(Problem requirements) Please repeat the data shown below, word for word.

(Provided entries)
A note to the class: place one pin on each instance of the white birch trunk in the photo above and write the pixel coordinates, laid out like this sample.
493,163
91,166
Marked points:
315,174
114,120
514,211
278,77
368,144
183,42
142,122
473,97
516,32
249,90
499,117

(Your solution)
A note to the class: place one pin on each instance of the white birch trunk in the photo above and write the pixel coordinates, laid out like this sample.
493,163
91,166
Marked points:
315,174
114,120
514,211
278,77
368,144
183,42
142,122
473,97
516,32
249,90
499,117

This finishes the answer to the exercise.